[RAW DATA Boundary: Start]

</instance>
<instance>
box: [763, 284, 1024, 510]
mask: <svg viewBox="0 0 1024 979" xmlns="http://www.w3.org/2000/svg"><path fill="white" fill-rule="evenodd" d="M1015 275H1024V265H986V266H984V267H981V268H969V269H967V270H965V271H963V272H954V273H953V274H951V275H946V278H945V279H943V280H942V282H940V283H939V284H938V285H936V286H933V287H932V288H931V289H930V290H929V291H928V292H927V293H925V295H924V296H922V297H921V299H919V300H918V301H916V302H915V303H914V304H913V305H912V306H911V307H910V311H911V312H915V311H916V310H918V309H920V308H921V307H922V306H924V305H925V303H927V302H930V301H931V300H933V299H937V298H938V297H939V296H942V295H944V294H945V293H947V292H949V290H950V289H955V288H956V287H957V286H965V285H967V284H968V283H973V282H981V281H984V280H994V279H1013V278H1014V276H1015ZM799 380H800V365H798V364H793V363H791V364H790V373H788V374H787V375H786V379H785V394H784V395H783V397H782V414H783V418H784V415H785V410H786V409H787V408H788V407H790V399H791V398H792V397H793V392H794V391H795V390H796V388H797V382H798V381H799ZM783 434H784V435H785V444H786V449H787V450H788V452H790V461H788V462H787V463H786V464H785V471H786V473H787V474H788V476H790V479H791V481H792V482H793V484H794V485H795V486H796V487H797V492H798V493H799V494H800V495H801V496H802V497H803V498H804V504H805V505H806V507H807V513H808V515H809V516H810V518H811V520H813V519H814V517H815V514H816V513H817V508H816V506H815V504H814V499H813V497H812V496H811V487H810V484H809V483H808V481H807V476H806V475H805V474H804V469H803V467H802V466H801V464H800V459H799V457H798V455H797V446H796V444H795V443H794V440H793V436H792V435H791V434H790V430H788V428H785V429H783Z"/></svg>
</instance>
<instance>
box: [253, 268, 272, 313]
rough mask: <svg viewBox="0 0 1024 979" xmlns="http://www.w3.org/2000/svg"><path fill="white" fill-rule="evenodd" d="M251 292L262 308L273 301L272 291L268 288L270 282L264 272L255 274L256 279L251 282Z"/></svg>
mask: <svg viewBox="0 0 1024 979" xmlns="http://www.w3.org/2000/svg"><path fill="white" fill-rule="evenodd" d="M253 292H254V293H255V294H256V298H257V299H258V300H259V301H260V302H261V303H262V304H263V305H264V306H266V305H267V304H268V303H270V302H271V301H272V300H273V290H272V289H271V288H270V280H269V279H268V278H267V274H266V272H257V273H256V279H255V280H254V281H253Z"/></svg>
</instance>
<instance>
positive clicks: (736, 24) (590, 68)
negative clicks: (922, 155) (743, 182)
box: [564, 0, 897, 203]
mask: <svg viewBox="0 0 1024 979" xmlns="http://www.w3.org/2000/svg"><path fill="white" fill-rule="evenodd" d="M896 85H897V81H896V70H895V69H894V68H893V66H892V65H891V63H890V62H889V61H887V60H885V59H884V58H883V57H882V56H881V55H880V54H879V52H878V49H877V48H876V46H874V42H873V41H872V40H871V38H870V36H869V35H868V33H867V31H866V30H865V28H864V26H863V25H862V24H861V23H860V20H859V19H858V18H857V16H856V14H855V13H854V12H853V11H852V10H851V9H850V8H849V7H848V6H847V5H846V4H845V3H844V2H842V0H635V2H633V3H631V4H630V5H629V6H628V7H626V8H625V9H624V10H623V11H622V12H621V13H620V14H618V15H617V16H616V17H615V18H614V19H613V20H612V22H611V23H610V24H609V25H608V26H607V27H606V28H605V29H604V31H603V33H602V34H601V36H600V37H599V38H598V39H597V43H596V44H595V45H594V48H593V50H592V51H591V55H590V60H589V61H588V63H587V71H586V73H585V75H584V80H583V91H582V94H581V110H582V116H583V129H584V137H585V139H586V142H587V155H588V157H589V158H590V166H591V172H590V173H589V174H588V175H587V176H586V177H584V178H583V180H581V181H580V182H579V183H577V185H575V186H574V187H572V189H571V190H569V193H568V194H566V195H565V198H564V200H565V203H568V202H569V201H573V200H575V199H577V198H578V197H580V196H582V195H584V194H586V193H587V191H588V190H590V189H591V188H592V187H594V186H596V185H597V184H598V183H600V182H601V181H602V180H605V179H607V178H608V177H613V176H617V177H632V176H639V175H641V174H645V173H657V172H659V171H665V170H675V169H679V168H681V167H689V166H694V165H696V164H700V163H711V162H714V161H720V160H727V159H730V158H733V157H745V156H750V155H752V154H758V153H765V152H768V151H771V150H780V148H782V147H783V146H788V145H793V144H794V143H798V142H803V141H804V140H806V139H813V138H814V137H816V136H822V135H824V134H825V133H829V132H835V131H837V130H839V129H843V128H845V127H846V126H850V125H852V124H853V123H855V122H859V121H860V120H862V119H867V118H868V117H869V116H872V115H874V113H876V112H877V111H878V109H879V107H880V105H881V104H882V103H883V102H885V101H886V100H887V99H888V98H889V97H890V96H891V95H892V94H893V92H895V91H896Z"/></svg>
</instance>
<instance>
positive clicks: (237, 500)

[RAW DATA Boundary: End]

**WHAT IS EXPECTED**
From the listing above, copy every line that includes the word "clicks".

**RESPONSE TO THIS EXERCISE**
positive clicks: (736, 24) (590, 68)
negative clicks: (922, 155) (743, 182)
positive clicks: (237, 500)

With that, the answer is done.